Extrait du document.
Quitter son pays, parcourir des centaines de km, subir toutes sortes de tracasseries, dormir à la belle étoile tous les jours pour faire paitre son bétail. C’est le parcours de centaine de bergers burkinabè qui chaque année, vont à la recherche de verts pâturage dans les pays voisins.
Le visage aminci, la voix à peine audible, Drissa Bandé retrouve le Burkina Faso après avoir passé 7 mois au Ghana avec son bétail. Une natte et des ustensiles de cuisine attachés à son vélo qu’il pousse, il suit avec d’autres jeunes bergers ses animaux à l’entrée de Tenkodogo, dans la région du centre-Est. Drissa est en provenance du Ghana. C’est un voyage pénible qu’il effectue chaque année, dit-il.
« C’est trop pénible parce qu’en entrant sur le territoire ghanéen, il faut payer, en s’installant il faut encore payer et le retour aussi, il faut payer. Les forces de l’ordre ghanéennes nous prennent 250 F CFA par tête de bœuf, et quand c’est un troupeau de taille importante, elles prennent carrément un veau », explique le jeune berger.

Consigne donnée 1. Dans les enregistrements, recopiez uniquement les lignes qui commencent à celle contenant « Game engine object recognition — detect white sign » et s'arrêtent après celle contenant « 0, 246, 77, 598 ». Remplacez « dark suit » par « navy suit » sans rien modifier d'autre.
Consigne donnée 2. Reprenez le texte sur les bergers burkinabè partis faire paître leur bétail au Ghana et prolongez-le au-delà de sa dernière phrase.

Enregistrements fournis.
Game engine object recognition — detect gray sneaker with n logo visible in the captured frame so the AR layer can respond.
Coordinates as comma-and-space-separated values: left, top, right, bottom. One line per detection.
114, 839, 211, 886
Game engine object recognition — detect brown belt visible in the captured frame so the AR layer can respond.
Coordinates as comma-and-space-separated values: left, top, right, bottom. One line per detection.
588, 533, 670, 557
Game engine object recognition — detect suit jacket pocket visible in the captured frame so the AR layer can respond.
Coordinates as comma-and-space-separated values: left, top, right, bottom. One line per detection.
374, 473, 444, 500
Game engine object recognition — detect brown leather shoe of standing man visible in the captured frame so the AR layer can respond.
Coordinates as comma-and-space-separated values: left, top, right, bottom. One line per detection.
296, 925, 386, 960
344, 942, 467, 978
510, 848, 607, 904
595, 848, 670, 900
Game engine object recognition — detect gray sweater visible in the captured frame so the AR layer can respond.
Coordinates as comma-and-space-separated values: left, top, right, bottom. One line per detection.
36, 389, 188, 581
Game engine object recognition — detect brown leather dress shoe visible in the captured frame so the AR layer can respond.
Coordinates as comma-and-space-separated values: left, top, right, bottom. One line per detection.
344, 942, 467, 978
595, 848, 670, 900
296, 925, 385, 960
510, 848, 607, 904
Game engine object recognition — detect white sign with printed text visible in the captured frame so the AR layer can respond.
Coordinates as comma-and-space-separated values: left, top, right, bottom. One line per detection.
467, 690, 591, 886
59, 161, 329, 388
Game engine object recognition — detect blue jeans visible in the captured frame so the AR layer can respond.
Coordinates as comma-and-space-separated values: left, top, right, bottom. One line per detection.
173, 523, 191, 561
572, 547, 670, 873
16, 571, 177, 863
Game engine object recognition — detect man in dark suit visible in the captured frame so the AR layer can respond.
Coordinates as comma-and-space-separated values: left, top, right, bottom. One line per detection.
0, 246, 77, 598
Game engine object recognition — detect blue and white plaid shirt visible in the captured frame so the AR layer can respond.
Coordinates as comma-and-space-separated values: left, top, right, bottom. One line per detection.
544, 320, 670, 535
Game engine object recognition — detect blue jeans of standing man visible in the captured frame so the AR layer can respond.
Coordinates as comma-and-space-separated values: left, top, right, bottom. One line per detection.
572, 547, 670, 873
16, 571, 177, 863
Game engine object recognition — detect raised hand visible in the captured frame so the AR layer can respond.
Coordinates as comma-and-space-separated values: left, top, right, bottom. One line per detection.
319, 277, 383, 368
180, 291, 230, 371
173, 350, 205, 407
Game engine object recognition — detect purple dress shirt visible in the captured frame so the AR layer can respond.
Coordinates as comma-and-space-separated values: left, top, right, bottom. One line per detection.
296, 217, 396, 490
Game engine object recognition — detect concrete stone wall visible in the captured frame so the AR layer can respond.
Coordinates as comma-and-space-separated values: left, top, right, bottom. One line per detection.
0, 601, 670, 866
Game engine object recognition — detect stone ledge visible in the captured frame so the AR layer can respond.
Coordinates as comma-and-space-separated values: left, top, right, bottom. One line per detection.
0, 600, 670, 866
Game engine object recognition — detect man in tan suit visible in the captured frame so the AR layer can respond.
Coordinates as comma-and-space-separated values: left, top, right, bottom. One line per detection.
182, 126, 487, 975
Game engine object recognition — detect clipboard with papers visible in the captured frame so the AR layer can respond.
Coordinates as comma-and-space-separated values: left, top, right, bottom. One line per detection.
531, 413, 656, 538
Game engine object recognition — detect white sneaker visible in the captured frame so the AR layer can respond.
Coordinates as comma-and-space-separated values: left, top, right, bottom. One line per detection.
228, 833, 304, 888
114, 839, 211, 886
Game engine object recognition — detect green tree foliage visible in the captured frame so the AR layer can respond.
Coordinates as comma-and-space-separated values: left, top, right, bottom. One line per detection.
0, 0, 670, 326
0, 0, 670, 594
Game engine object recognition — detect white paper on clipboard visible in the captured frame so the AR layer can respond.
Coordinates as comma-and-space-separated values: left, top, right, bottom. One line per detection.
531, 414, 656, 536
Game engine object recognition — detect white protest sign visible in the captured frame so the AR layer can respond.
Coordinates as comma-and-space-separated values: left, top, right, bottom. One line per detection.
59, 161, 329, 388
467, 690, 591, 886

Résultat obtenu 1.
Game engine object recognition — detect white sign with printed text visible in the captured frame so the AR layer can respond.
Coordinates as comma-and-space-separated values: left, top, right, bottom. One line per detection.
467, 690, 591, 886
59, 161, 329, 388
Game engine object recognition — detect blue jeans visible in the captured frame so the AR layer can respond.
Coordinates as comma-and-space-separated values: left, top, right, bottom. One line per detection.
173, 523, 191, 561
572, 547, 670, 873
16, 571, 177, 863
Game engine object recognition — detect man in navy suit visible in the captured frame so the AR layer can respond.
Coordinates as comma-and-space-separated values: left, top, right, bottom. One line per detection.
0, 246, 77, 598

Résultat obtenu 2.
Des cas de meurtres
Soumaila Diao, 27 ans fait également la transhumance depuis deux ans. Il passe aussi sept mois de l’année en territoire ghanéen avec son cheptel. Les difficultés énumérées par Drissa ne lui sont pas aussi étrangères. « Là-bas au Ghana, un étranger reste un étranger. Il faut payer chaque fois pour faire paitre ses animaux(…) Nous vendons parfois des animaux pour faire face aux dépenses », maugrée-t-il.
Selon Saidou Barry, un ancien berger qui a maintenant passé le bâton à ses enfants, en plus des extorsions d’argent et des retraits des animaux, il y a des cas de tuerie de bergers. « Il y a moins d’un mois, un berger a même été tué. Récemment également, on a tiré sur l’enfant du Ruuga (chef des éleveurs) mais il n’est pas mort. C’est vraiment ce qui nous fatigue au Ghana », explique-il.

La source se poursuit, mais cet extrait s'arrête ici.